** What is expected **
After locating the line containing "of the cloudy", restate that line and each one after it exactly, through the last line of the material.

** Data records **

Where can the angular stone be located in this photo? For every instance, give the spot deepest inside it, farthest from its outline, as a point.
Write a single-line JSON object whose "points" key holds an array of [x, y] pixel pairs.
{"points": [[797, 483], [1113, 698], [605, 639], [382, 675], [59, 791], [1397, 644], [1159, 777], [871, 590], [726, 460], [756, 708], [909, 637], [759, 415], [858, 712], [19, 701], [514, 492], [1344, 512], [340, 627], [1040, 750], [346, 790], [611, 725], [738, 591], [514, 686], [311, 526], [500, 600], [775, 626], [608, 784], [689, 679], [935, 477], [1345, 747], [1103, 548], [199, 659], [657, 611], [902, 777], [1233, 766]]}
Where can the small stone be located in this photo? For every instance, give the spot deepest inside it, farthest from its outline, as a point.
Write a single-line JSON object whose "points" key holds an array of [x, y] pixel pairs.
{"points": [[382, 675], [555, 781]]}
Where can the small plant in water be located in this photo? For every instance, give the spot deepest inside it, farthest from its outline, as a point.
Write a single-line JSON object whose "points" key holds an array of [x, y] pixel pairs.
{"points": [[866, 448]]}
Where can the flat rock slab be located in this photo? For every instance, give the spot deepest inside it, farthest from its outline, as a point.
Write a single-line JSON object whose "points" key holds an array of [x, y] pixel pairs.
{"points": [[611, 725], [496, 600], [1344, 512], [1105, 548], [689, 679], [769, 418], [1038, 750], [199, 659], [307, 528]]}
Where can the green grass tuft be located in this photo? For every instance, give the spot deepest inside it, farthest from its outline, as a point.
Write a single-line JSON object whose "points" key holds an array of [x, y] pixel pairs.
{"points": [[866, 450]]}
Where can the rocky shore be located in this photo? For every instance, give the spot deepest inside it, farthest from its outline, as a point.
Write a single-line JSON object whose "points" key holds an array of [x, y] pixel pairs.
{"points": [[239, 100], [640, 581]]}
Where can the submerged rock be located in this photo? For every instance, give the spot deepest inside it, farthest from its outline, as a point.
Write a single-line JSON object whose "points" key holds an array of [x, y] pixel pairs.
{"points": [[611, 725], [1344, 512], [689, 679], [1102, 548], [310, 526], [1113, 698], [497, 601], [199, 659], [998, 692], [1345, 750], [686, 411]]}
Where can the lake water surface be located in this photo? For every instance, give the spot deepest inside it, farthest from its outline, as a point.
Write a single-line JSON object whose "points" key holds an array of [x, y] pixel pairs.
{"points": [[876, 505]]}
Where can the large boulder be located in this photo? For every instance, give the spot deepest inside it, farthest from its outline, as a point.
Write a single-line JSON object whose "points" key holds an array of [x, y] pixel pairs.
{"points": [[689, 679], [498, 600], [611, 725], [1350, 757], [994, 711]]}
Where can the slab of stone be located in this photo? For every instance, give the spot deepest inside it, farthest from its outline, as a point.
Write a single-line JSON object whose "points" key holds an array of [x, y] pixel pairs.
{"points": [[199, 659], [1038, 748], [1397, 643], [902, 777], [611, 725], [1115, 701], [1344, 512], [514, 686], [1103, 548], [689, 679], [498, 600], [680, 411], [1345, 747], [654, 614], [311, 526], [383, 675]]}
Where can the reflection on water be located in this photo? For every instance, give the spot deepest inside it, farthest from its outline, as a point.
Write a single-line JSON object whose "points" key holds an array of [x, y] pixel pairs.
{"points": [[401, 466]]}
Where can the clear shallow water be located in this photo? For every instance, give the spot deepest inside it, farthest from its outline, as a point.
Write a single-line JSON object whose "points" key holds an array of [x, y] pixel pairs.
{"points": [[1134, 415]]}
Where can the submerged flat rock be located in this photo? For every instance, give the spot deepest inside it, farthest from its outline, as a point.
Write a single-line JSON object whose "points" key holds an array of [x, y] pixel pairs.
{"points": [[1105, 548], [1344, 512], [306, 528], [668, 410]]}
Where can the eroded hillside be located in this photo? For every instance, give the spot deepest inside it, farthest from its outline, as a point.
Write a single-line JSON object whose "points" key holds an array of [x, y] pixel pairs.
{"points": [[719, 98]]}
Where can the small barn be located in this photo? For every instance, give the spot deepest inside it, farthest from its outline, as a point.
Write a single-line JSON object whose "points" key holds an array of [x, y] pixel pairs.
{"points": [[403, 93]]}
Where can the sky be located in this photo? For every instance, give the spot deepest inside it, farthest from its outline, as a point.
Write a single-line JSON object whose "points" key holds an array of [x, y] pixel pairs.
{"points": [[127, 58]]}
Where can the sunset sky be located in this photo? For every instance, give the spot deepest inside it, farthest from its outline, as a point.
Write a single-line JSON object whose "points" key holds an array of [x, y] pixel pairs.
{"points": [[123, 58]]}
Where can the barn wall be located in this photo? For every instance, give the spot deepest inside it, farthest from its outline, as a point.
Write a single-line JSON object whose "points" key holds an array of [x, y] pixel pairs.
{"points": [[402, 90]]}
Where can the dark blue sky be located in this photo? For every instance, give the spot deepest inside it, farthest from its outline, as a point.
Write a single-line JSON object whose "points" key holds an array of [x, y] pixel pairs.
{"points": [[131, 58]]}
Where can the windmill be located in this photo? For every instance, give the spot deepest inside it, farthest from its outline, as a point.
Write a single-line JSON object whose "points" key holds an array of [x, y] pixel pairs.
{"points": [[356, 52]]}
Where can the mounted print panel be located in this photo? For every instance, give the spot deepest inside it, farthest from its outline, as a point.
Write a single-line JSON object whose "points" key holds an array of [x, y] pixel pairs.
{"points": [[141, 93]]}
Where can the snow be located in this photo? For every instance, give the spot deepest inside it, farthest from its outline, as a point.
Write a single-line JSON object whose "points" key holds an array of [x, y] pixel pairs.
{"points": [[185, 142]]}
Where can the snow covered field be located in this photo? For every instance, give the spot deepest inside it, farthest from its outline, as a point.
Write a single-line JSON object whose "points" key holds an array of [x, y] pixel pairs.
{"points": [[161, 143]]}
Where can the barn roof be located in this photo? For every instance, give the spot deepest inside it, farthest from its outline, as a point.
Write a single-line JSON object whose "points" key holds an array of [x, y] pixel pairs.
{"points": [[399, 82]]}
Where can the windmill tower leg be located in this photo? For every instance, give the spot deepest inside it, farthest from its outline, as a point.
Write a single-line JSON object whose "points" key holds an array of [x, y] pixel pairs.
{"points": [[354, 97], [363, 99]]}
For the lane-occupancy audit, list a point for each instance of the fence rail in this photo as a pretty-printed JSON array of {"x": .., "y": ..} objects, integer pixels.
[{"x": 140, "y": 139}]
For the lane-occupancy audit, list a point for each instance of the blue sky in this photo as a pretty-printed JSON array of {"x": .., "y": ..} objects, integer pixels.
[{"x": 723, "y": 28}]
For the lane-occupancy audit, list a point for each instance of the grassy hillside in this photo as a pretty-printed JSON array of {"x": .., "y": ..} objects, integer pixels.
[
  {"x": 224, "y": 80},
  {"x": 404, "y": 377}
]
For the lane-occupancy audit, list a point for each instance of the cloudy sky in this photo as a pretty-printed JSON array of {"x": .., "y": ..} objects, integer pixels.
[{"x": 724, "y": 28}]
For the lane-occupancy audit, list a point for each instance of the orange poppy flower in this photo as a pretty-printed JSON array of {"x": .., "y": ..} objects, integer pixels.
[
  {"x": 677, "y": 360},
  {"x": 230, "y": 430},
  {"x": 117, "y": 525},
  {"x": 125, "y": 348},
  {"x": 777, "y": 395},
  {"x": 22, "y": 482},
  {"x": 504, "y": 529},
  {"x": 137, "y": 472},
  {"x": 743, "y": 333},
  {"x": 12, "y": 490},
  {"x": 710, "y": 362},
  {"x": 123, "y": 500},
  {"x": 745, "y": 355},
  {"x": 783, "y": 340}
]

** Answer space **
For the lane-occupancy audit, list a point for each instance of the cloudy sky in this photo as a pretty-printed JSON array of {"x": .., "y": ..} objects, integer pixels.
[{"x": 724, "y": 28}]
For the lane-occupancy audit, list a point for each instance of the orange poppy flower in this photo as a pretty-printed JSON array of {"x": .., "y": ..} objects, integer pixels.
[
  {"x": 677, "y": 360},
  {"x": 230, "y": 430},
  {"x": 117, "y": 525},
  {"x": 125, "y": 348},
  {"x": 777, "y": 395},
  {"x": 22, "y": 482},
  {"x": 504, "y": 529},
  {"x": 137, "y": 472},
  {"x": 743, "y": 333},
  {"x": 12, "y": 490},
  {"x": 710, "y": 362},
  {"x": 123, "y": 500},
  {"x": 745, "y": 355},
  {"x": 783, "y": 340}
]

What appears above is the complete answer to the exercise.